Sarı Selim lakabıyla anılan Sultan II. Selim alkolik miydi?
12 Aralık 2013 Perşembe 16:59
İçinde bulunduğumuz aralık ayı Sultan II. Selim'in ölüm yıldönümüdür. 1574'te vefat eden 11. Osmanlı padişahının hayatı hakkında oldukça yazılıp çizildi. Sultan Süleyman döneminden esinlenerek diziye uyarlanan Muhteşem Yüzyıl'da ise Sultan Selim bilindik ifadelerle karakterize ediliyor.
Kanuni Sultan Süleyman Ve Hürrem Sultan'ın şehzadesi mükemmel bir tahsil ve terbiye gördü. Devlet idâresi ve teşkilâtını iyice öğrenmesi için Anadolu’nun çeşitli vilâyetlerinde sancak beyliği yaptı. Vâlilik yıllarında tahsile devâm edip, bilgi ve kültürünü arttırdı. Çok kuvvetli bir kültür seviyesine sâhip oldu. İlim ve sohbet meclislerinde çok bulunurdu. Bazı tarihçilerin Sarı Selim dedikleri Şehzadenin sarı olması elbette Allah vergisiydi. Ne var ki Sarhoş ve sarı lakapları sık sık yanyana getirildi. Hatta saltanatını müjdeleyen mektubu içki aleminde aldığı da söylenir.
Kanuni'nin 1556'da Zigetvar önlerinde vefat etmesi üzerine Veziriazam Sokullu Mehmed Paşa'nın Kütahya'ya gönderdiği mektubu 12 gün sonra alan Selim derhal İstanbul'a döner. O gün Cuma günüdür ve tüm camilere haber gönderilerek Selim adına hutbeler okutulur. Topkapı Sarayına yerleşen yeni padişah, Eyüp Sultan'ı ve atalarının kabrini ziyaret eder. Yeniçerilerle cülus bahşişi gerginliği yaşayan yeni hakanın morali bozulmuş, ayrıca siyasi kabiliyetinin fazla gelişmiş olmadığı da ortaya çıkmıştı. Kanuni devrinin ihtişamına alışkın olanlar için Sultan II. Selim'in saltanat yılları oldukça sıradandır. Padişahın en büyük şansı Oruç ve Turgut Reis'le, Sokullu Mehmed Paşa gibi büyük şahsiyetlerinin salatanatı sırasında yanında olmalarıdır.
━━━━━━━━━━
* [Alıştırma görevi]
Kaynak metne göre Selim'in İstanbul'a döndüğü gün camilerde ne yapıldı?

* [Verilen bilgiler]
━━━━━━━━━━
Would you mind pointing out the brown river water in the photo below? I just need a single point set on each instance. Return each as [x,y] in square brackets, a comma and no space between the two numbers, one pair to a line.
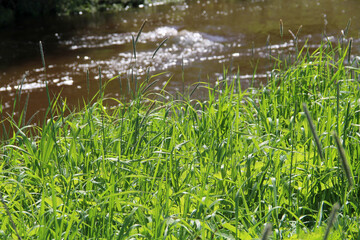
[203,37]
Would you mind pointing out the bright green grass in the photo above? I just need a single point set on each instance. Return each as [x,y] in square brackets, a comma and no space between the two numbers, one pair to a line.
[214,169]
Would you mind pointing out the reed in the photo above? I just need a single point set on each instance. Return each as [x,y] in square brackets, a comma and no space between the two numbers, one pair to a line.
[218,168]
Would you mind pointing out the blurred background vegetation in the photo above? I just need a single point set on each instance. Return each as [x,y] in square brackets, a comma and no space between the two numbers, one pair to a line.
[10,10]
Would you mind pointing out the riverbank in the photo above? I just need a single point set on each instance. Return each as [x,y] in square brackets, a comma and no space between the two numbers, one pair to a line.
[178,168]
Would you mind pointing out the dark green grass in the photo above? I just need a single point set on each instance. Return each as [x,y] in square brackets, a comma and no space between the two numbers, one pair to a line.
[215,169]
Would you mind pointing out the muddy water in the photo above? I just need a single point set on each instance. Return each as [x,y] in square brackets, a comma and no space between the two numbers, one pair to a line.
[203,37]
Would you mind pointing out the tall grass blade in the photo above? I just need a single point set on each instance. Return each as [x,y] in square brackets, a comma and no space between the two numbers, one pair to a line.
━━━━━━━━━━
* [Alıştırma sonucu]
Tüm camilere haber gönderilerek Selim adına hutbeler okutuldu.